> **Work to be completed**: Extract all of the rows below and reproduce each one word for word, without any changes.

> **Material to process**:

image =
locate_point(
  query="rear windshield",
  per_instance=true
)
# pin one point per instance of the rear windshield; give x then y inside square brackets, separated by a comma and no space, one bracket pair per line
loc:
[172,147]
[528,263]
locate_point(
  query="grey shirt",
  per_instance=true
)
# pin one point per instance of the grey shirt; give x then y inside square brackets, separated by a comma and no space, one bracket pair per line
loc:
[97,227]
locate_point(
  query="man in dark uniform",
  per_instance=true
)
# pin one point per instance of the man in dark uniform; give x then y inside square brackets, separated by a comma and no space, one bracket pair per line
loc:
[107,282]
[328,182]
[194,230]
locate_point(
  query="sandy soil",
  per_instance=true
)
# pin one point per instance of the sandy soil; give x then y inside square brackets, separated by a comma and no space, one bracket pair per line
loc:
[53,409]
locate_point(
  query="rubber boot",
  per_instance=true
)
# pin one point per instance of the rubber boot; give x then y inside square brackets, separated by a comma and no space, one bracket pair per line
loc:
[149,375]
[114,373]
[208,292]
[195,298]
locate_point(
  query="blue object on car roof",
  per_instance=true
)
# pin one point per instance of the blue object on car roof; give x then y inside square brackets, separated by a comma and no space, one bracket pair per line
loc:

> **Solution to this task**:
image =
locate_point(
  query="rear windshield",
  per_instance=true
)
# pin one point per instance of the rear windshield; give x then y inside square brackets, separated by a comma and no space, one bracket pair per line
loc:
[172,147]
[528,263]
locate_point(
  query="grey shirt",
  per_instance=true
)
# pin one point per instance of the grey shirt; give x then y inside square brackets, separated by a comma and no space, one bracket pair per line
loc:
[97,227]
locate_point(
  query="man in dark uniform",
  per_instance=true
)
# pin one point per instance of the man in dark uniform; give x then y inside square brackets, separated by a comma and no space, one bracket pair per line
loc:
[107,282]
[328,182]
[194,230]
locate_point(
  query="sandy soil",
  per_instance=true
)
# pin one point per instance of the sandy soil; give x then y inside square brackets, separated by a comma and no space, one bracket pair per line
loc:
[53,409]
locate_point(
  query="rubber boot",
  per_instance=true
)
# pin one point per instance of the rubber boot; give x then y inside square brackets, separated by a comma and no space, one bracket pair per line
loc:
[149,375]
[114,373]
[208,292]
[195,298]
locate_point(
  query="blue object on car roof",
  per_instance=true
)
# pin one point per instance of the blue object on car roof; give x then y inside square brackets, separated by a comma and no space, one bracket pair per line
loc:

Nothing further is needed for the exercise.